▶ Task objective
Please give the part that opens with the first of the items and closes with the line containing "[(333, 251), (42, 215), (164, 256), (286, 226), (461, 229)]" again, with every "shrub" swapped for "bush" and nothing else changed.

________

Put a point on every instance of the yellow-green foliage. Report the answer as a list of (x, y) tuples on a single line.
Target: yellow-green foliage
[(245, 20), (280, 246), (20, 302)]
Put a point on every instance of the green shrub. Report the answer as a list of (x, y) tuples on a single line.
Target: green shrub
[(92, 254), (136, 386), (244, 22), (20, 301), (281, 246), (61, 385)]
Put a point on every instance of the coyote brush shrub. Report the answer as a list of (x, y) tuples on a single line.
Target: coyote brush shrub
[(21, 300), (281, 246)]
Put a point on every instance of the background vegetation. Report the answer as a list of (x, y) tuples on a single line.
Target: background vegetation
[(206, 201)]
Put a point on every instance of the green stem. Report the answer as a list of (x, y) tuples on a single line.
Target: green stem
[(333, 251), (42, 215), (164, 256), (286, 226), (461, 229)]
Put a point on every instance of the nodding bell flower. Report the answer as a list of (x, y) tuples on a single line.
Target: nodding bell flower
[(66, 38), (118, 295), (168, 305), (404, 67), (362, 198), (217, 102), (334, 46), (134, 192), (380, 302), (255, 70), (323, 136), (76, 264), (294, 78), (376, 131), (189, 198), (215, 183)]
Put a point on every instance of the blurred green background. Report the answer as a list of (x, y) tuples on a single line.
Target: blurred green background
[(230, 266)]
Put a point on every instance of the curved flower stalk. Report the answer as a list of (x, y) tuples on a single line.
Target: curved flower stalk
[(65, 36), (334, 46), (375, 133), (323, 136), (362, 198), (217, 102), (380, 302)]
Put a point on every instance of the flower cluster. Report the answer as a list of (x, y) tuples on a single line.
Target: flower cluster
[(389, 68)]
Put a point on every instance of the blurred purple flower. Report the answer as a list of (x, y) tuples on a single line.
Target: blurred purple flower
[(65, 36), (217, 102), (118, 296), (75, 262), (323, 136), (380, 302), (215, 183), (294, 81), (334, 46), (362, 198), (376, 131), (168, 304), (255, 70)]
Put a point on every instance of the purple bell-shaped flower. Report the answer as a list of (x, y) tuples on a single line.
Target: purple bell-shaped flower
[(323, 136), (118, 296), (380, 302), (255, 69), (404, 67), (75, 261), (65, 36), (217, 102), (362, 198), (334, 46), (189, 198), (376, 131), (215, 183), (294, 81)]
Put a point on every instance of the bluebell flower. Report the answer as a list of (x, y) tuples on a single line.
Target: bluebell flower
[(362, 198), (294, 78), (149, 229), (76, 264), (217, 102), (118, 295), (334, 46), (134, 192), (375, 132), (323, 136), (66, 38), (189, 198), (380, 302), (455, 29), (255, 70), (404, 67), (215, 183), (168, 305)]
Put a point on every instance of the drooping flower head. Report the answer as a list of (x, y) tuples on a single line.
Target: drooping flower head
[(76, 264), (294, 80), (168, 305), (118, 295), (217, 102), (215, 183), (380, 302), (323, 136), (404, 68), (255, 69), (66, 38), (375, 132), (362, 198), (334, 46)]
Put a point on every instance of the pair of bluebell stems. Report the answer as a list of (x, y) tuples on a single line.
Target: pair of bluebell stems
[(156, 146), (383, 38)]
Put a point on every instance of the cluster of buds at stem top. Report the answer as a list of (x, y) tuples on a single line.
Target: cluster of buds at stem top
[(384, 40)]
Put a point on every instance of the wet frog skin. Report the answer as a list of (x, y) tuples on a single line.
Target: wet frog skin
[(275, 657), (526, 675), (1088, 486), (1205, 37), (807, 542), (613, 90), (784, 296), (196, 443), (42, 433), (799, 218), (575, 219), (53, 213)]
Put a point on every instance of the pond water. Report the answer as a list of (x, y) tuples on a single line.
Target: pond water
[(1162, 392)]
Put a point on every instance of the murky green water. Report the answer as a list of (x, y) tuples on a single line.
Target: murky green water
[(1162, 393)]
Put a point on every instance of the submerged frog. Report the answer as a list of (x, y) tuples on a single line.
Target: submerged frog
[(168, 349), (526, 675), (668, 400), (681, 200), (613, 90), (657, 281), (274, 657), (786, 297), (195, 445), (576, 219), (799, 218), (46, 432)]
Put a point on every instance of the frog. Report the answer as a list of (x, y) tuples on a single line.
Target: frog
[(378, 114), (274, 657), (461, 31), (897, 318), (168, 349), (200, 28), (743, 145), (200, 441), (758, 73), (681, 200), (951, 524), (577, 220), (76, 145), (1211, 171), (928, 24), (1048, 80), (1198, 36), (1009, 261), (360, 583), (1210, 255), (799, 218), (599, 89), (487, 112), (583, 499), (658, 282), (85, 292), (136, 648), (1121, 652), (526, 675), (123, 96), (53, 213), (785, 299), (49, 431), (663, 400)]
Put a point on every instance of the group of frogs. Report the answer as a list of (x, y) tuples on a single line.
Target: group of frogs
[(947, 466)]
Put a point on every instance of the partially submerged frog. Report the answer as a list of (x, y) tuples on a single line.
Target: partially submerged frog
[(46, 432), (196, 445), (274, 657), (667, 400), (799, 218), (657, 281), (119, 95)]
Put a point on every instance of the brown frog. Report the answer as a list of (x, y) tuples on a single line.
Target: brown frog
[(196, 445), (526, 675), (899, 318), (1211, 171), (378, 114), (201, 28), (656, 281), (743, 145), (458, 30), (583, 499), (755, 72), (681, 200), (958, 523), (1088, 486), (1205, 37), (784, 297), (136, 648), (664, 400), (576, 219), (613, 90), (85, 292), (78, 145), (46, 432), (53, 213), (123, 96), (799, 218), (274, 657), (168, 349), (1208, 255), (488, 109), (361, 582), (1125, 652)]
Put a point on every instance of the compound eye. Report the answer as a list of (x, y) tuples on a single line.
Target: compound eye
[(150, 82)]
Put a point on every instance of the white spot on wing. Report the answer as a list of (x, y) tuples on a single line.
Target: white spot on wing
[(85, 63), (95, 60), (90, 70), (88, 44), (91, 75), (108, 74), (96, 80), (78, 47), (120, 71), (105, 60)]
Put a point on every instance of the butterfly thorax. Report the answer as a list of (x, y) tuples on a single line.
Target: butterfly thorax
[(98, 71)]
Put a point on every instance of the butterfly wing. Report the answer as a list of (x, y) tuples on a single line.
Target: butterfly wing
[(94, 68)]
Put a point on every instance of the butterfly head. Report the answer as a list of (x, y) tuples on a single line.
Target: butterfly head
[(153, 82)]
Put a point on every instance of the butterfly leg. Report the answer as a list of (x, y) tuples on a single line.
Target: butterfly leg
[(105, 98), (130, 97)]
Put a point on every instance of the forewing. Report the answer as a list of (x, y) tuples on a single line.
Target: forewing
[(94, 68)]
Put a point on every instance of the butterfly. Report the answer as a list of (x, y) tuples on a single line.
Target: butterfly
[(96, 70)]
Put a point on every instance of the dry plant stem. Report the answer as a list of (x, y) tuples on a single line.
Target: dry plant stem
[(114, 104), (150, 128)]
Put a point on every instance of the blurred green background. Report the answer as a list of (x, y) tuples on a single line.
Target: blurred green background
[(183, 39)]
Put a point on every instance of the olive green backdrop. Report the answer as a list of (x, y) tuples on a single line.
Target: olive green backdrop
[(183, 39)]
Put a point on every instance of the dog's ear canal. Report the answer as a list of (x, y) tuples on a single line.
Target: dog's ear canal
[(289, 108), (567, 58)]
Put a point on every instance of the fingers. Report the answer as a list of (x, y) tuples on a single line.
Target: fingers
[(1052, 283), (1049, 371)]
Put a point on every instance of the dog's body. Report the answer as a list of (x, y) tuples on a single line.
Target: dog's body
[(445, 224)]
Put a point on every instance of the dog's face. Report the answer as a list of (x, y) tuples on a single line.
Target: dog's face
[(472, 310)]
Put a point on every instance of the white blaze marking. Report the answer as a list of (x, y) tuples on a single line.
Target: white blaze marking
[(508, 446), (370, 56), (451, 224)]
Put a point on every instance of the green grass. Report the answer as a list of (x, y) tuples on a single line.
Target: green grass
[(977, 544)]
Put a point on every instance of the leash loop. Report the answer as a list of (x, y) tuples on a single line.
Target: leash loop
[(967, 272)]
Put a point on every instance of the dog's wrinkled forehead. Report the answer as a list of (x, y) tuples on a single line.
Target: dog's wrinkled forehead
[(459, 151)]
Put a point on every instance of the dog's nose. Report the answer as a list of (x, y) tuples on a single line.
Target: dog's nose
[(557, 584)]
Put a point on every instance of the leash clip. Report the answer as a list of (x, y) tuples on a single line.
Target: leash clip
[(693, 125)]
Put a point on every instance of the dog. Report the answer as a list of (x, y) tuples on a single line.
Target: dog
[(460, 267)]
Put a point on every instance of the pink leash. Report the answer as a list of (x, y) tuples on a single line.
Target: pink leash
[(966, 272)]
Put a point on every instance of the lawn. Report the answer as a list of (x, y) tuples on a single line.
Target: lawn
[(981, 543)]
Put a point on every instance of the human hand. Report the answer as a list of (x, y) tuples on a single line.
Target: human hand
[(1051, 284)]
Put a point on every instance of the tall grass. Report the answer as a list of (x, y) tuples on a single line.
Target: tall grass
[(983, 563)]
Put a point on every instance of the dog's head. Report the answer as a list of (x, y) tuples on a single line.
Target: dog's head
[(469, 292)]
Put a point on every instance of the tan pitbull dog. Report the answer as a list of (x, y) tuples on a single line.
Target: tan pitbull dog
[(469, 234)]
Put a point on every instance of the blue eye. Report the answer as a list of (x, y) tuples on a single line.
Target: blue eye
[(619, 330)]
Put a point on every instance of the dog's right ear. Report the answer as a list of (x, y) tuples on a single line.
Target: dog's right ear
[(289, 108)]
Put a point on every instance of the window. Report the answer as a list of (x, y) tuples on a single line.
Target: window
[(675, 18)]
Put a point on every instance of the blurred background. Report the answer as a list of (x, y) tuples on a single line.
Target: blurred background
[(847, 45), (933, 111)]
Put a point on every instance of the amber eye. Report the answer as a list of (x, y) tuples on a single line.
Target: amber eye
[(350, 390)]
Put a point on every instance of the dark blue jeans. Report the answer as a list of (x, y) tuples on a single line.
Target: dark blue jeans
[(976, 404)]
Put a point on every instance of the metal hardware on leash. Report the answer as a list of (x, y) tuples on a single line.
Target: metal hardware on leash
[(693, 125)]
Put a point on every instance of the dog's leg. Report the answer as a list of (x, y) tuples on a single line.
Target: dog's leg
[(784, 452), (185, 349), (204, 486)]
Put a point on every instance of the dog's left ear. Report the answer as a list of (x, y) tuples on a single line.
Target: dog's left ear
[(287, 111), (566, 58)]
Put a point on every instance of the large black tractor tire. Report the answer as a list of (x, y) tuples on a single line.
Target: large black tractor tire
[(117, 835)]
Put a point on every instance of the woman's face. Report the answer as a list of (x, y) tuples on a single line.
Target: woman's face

________

▶ Written response
Put a point on every instance of the yellow-green foliage. Report the answer as a list of (x, y) tuples on a single line.
Target: yellow-green foliage
[(245, 20), (280, 246), (20, 302)]
Put a point on every instance of the green bush. Report the answer as a list of (x, y) tuples on a single line.
Target: green bush
[(92, 254), (136, 386), (244, 22), (20, 301), (281, 246), (61, 385)]
Put a point on every instance of the coyote brush bush. Report the answer as a list of (x, y) tuples on a single line.
Target: coyote brush bush
[(21, 300), (281, 246)]
Put a point on every instance of the background vegetation. Report the answer as a list of (x, y) tuples on a single line.
Target: background vegetation
[(206, 201)]
Put a point on every instance of the green stem. Report the answer as a list of (x, y) tuples on a single line.
Target: green stem
[(333, 251), (42, 215), (164, 256), (286, 226), (461, 229)]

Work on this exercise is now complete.